### 选定文本
◇ ◇ ◇ ◇ ◇

2. 对Vector类的头文件(程序清单11.13)和实现文件(程序清单11.14进行修改),使其不再存储矢量的长度和角度,而是在magval()和angvel()被调用时计算它们。
应保留公有接口不变(公有方法及其参数不变),但对私有部分,包括一些私有方法和实现进行修改。然后使用程序清单11.15对修改后的版本进行测试,结果应该与以前相同,因为Vector类的公有接口与原来的相同。
本题首先修改vector.h,将私有成员mag和ang删除,四个set函数删除,接着修改构造函数和reset()函数,修改完之后修改magval()和angvel()函数,最后修改一下友元输出函数,代码如下:

// vector1.h -- Vector class with <<, mode state
// store Vector use x and y
#ifndef VECTOR1_H_
#define VECTOR1_H_
#include <iostream>
namespace VECTOR
{
    class Vector
    {
    public:
        enum Mode{RECT, POL};
    // RECT for rectangular, POL for Polar modes
    private:
        double x;
        double y;
        Mode mode;
    // private methods for setting values;
    public:
        Vector();
        Vector(double n1, double n2, Mode form = RECT);
        void reset(double n1, double n2, Mode form = RECT);
        ~Vector();
        double xval() const {return x;}
        double yval() const {return y;}
        double magval() const;
        double angval() const;
        void polar_mode();                  // set mode to POL
        void rect_mode();                   // set mode to RECT
    // oprator overloading
        Vector operator+(const Vector & b) const;
        Vector operator-(const Vector & b) const;
        Vector operator-()const;
        Vector operator*(double n) const;
    // friends
        friend Vector operator*(double n, const Vector & a);
        friend std::ostream & 
                operator<<(std::ostream & os, const Vector & v);
    };
}   // end namespace VECTOR

#endif
// vector1.cpp -- methods for the Vector class
#include <cmath>
#include "vector1.h"
using std::sqrt;
using std::sin;
using std::cos;
using std::atan;
using std::atan2;
using std::cout;

namespace VECTOR
{
    const double Rad_to_deg = 45.0/atan(1.0);
    // should be about 57.2957795130823

    Vector::Vector()
    {
        x = y = 0;
        mode = RECT;
    }

    Vector::Vector(double n1, double n2, Mode form )
    {
        mode = form;
        if(mode == RECT)
        {
            x = n1;
            y = n2;
        }
        else if(mode == POL)

◇ ◇ ◇ ◇ ◇

### 所示数据
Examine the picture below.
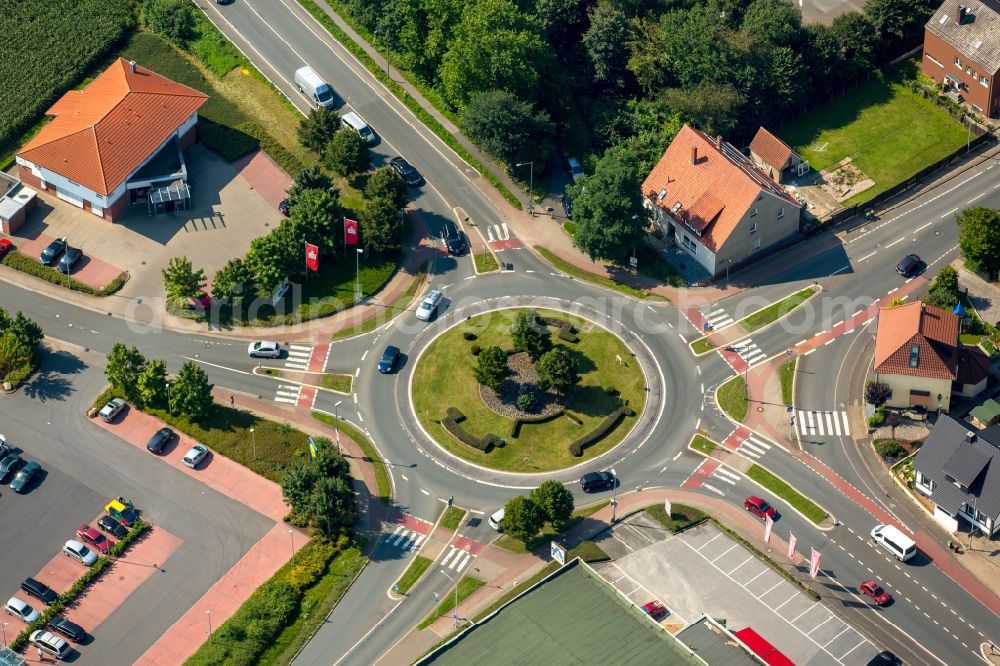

◇ ◇ ◇ ◇ ◇

### 待完成任务
A - 按照关于Vector类修改的文字,vector.h中删除了哪两个私有成员?
B - 关于Vector类修改的文字中,vector1.cpp用using声明引入了哪些名称?请全部列出。
C - 接着关于Vector类修改的文字最后一行往下写。

### 任务答案
A - mag和ang。

B - std::sqrt、std::sin、std::cos、std::atan、std::atan2、std::cout

C -
        {
            double ang = n2 / Rad_to_deg;
            x = n1 * cos(ang);
            y = n1 * sin(ang);
        }
        else
        {
            cout << "Incorrect 3rd argument to Vector() --";
            cout << "vector set to 0\n";
            x = y = 0;
            mode = RECT;
        }
    }

    // reset vector from rectangular cooridinates if form is
    // RECT (the default) or else from polar coordinates if
    // form is POL
    void Vector::reset(double n1, double n2, Mode form)
    {
        mode = form;
        if(mode == RECT)
        {
            x = n1;
            y = n2;
        }
        else if(mode == POL)
        {
            double ang = n2 / Rad_to_deg;
            x = n1 * cos(ang);
            y = n1 * sin(ang);
        }
        else
        {
            cout << "Incorrect 3rd argument to Vector() --";
            cout << "vector set to 0\n";
            x = y = 0;
            mode = RECT;
        }
    }

    Vector::~Vector()               // destructor
    {
    }

    double Vector::magval() const
    {
        return sqrt(x * x + y * y);
    }

    double Vector::angval() const
    {
        if(x == 0.0 && y == 0.0)
            return 0;
        else
            return atan2(y,x);
    }

    void Vector::polar_mode()       // set to polar mode
    {
        mode = POL;
    }

    void Vector::rect_mode()        // set to rect mode
    {
        mode = RECT;
    }

    // operator overloading
    // add two Vectors
    Vector Vector::operator+(const Vector & b) const
    {
        return Vector(x + b.x, y + b.y);
    }

    // subtract Vector b from a
    Vector Vector::operator-(const Vector & b) const
    {
        return Vector(x - b.x, y - b.y);
    }

    // reverse sign of Vector
    Vector Vector::operator-() const
    {
        return Vector(-x, -y);
    }

    // multiply vector by n
    Vector Vector::operator*(double n) const 
    {
        return Vector(n * x, n * y);
    }

    // friend methods
    // mutiply n by Vector a
    Vector operator*(double n, const Vector & a)
    {
        return a * n;
    }

    std::ostream & operator<<(std::ostream & os, const Vector & v)
    {
        if(v.mode == Vector::RECT)
            os << "(x,y) = (" << v.x << ", " << v.y << ")";
        else if(v.mode == Vector::POL)
        {
            os << "(m,a) = (" << v.magval() << ", " << v.angval() * Rad_to_deg << ")";
        }
        else
            os << "Vector object mode is invalid";
        return os;
    }

}       // end namespace VECTOR

运行结果如下:
image
3. 修改程序清单11.15,使之报告N次测试中的最高、最低和平均步数(其中N是用户输入的整数),而不是报告每次的结果。
本题首先要定义一个数组,存储每次实验的结果,然后再写三个函数,计算数组的平均值、最小值和最大值,利用一个循环执行输入times次数的实验,注意需要初始化result,代码如下:

// ex3.cpp -- rand walk problem
// compile with the vect.cpp file
#include <cstdlib>  // rand(), srand() protypes
#include <ctime>    // time() protype
#include "vector1.h"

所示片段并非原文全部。